[What to work on] Every entry below, from first to last, should be copied exactly.

[Data in this exercise]
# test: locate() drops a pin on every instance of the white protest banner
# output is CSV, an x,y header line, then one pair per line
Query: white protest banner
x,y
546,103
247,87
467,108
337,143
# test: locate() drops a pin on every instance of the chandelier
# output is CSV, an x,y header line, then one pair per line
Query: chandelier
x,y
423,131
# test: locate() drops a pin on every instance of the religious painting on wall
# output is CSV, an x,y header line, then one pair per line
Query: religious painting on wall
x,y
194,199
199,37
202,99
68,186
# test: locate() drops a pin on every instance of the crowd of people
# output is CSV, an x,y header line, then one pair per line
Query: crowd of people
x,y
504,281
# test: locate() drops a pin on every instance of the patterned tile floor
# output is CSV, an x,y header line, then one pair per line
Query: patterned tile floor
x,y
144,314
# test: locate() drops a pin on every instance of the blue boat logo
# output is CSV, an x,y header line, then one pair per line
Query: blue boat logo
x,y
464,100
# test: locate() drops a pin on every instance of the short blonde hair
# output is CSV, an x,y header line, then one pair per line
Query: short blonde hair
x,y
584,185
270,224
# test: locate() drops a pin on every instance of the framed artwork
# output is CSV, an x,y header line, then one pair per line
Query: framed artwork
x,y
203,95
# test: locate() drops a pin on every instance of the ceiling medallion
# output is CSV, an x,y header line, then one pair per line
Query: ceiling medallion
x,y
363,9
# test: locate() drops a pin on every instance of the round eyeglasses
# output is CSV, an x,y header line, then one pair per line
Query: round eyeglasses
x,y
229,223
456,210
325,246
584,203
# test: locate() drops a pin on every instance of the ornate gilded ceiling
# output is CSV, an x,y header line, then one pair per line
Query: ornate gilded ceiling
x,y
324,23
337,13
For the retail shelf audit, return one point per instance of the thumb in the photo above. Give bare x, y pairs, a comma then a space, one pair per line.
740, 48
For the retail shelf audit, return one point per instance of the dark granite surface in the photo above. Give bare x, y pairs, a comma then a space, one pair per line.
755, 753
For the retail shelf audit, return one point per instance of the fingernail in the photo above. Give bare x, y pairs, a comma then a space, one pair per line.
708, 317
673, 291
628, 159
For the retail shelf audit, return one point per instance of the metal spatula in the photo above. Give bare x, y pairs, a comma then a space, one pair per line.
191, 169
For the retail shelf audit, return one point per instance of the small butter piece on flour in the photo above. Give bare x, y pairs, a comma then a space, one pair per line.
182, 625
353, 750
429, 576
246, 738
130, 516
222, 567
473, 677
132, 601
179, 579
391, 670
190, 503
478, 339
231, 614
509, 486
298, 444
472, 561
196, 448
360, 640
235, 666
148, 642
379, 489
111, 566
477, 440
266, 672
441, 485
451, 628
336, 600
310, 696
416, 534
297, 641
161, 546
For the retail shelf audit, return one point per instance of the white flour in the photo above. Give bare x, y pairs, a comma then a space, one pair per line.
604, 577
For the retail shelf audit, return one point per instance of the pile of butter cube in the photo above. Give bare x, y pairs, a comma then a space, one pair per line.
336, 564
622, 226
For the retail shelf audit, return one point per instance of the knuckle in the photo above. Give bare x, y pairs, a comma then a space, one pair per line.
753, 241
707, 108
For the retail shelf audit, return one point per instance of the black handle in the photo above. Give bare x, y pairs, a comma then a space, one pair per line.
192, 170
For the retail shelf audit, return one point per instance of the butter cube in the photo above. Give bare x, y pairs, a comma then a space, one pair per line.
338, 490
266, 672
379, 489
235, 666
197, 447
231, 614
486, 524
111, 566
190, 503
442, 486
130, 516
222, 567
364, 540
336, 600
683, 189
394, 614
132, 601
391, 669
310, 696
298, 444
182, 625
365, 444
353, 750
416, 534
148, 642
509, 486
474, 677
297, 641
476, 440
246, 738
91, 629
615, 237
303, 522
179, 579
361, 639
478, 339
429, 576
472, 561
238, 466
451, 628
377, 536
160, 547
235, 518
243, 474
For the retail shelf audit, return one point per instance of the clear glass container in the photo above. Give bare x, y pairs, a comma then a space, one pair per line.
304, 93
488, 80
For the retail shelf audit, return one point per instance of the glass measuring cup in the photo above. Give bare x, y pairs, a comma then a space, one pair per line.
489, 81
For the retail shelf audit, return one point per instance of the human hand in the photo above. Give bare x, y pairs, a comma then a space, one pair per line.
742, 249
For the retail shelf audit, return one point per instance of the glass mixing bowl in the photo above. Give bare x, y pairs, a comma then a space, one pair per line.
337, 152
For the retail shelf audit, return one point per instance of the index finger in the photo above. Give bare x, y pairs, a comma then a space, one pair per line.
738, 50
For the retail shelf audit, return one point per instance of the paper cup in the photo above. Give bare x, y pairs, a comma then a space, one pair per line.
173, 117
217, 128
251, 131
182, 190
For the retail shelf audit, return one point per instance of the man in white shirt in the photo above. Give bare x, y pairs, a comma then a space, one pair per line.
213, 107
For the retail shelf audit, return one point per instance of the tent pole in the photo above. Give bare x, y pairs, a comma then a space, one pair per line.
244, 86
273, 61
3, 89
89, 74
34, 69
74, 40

[Task response]
# test: locate() drops a pin on every instance of the white protest banner
# output is CSV, an x,y header line, then one pair per line
Query: white protest banner
x,y
546,103
247,87
467,108
337,143
# test: locate() drops a pin on every instance of the chandelier
# output is CSV, an x,y header line, then one pair per line
Query: chandelier
x,y
423,131
# test: locate() drops a pin on every instance of the religious painting on wall
# output is CSV, an x,y header line, then one pair per line
Query: religious painting on wall
x,y
194,199
199,37
202,99
68,186
# test: locate() drops a pin on every instance of the crowd of people
# output is CSV, an x,y header line, then one pair per line
Query: crowd of people
x,y
504,281
# test: locate() drops a pin on every instance of the patterned tile floor
# output is CSV, an x,y header line, then one pair per line
Query: patterned tile floor
x,y
144,314
# test: locate() drops a pin on every instance of the blue boat logo
# output is CSV, an x,y header line, then one pair per line
Query: blue boat logo
x,y
464,100
# test: locate() drops a pin on every instance of the short blonde hair
# output is CSV, an x,y header line, then one pair per line
Query: short blonde hair
x,y
584,185
270,224
# test: locate() drops a pin on every instance of the framed artwork
# output is CSV, an x,y header line, then one pair per line
Query: framed artwork
x,y
203,95
# test: locate() drops a pin on every instance of the ceiling medallion
# output is CSV, an x,y header line, then one pair per line
Query: ceiling medallion
x,y
363,9
# test: locate() drops a pin on every instance of the round eyeglasses
# output is CSV, an x,y header line, then one pair per line
Query: round eyeglasses
x,y
229,223
456,210
325,246
584,203
# test: locate() drops a pin on every instance of the ornate gilded ceiling
# output is CSV, an x,y header line, then one pair per line
Query: ornate gilded ceiling
x,y
324,23
337,13
For the retail shelf audit, return one point per instance of the thumb in the photo above. Give bare x, y pairs, a comma then a space, one pair per line.
740, 48
For the retail shelf audit, return one point per instance of the dark granite surface in the photo above. Give bare x, y pairs, a comma then a space, one pair per line.
755, 753
For the retail shelf audit, return one point per instance of the fingernail in the photo above. Give bare x, y pairs, a comma then a space, one pair per line.
708, 317
673, 291
628, 159
For the retail shelf audit, return one point per instance of the metal spatula in the photo above. Give bare x, y pairs, a comma then a space, one pair per line.
191, 169
For the retail shelf audit, return one point per instance of the small butter piece on flour in the photo above. Give bare x, y pairs, a comma then a space, one pair per line.
182, 625
353, 750
429, 576
246, 738
130, 516
222, 567
473, 677
132, 601
179, 579
391, 670
190, 503
478, 339
231, 614
509, 486
298, 444
472, 561
196, 448
360, 640
235, 666
148, 642
379, 489
111, 566
477, 440
266, 672
441, 485
451, 628
336, 600
310, 696
416, 534
297, 641
161, 546
For the retail shelf audit, return one point per instance of the white flour in the photo above. Give bare x, y pairs, a comma then a space, one pair per line.
604, 577
For the retail shelf audit, return one point per instance of the pile of butter cube in the photo above. Give bare x, y pairs, a comma then a space, one pair per line.
336, 564
622, 226
For the retail shelf audit, return one point per instance of the knuckle in the photo above. Give bare x, y pairs, a comma then a space, one pair per line.
753, 241
707, 108
For the retail shelf audit, return one point per instance of the black handle in the photo above. Give bare x, y pairs, a comma then a space, one pair per line.
192, 170
For the retail shelf audit, return one point per instance of the butter cube in the photo above. Give bare x, y pairs, a comma then a space, one pair per line.
338, 490
266, 672
379, 489
235, 666
197, 447
231, 614
486, 524
111, 566
190, 503
442, 486
130, 516
222, 567
364, 540
336, 600
683, 189
394, 614
132, 601
391, 669
310, 696
298, 444
182, 625
365, 444
353, 750
416, 534
148, 642
509, 486
474, 677
297, 641
476, 440
246, 738
91, 629
615, 237
303, 522
179, 579
361, 639
478, 339
429, 576
472, 561
238, 466
451, 628
377, 536
160, 547
235, 518
243, 474
For the retail shelf audit, return one point per instance of the clear glass container in the photo above. Give bare x, y pairs, a comma then a space, one pair per line.
304, 93
488, 80
For the retail shelf audit, return one point per instance of the glass measuring cup in the photo above. Give bare x, y pairs, a comma then a space, one pair per line.
489, 81
For the retail shelf audit, return one point per instance of the human hand in the photo above. Give bare x, y pairs, a comma then a space, one pair per line.
742, 249
For the retail shelf audit, return one point per instance of the glass mixing bowl in the photo above. Give bare x, y pairs, a comma then a space, one pair per line.
337, 152
For the retail shelf audit, return one point per instance of the index finger in the photo above. Give bare x, y pairs, a comma then a space, one pair per line.
738, 50
For the retail shelf audit, return one point per instance of the paper cup in the photo above. Give bare x, y pairs, a comma then a space, one pair per line.
173, 117
217, 128
251, 131
182, 190
For the retail shelf audit, return one point per instance of the man in white shirt in the photo above. Give bare x, y pairs, a comma then a space, one pair per line.
213, 107
For the retail shelf audit, return one point per instance of the tent pole in the photo above. Give bare x, y pairs, a comma then a space, one pair per line.
244, 86
273, 61
3, 89
89, 74
34, 69
74, 40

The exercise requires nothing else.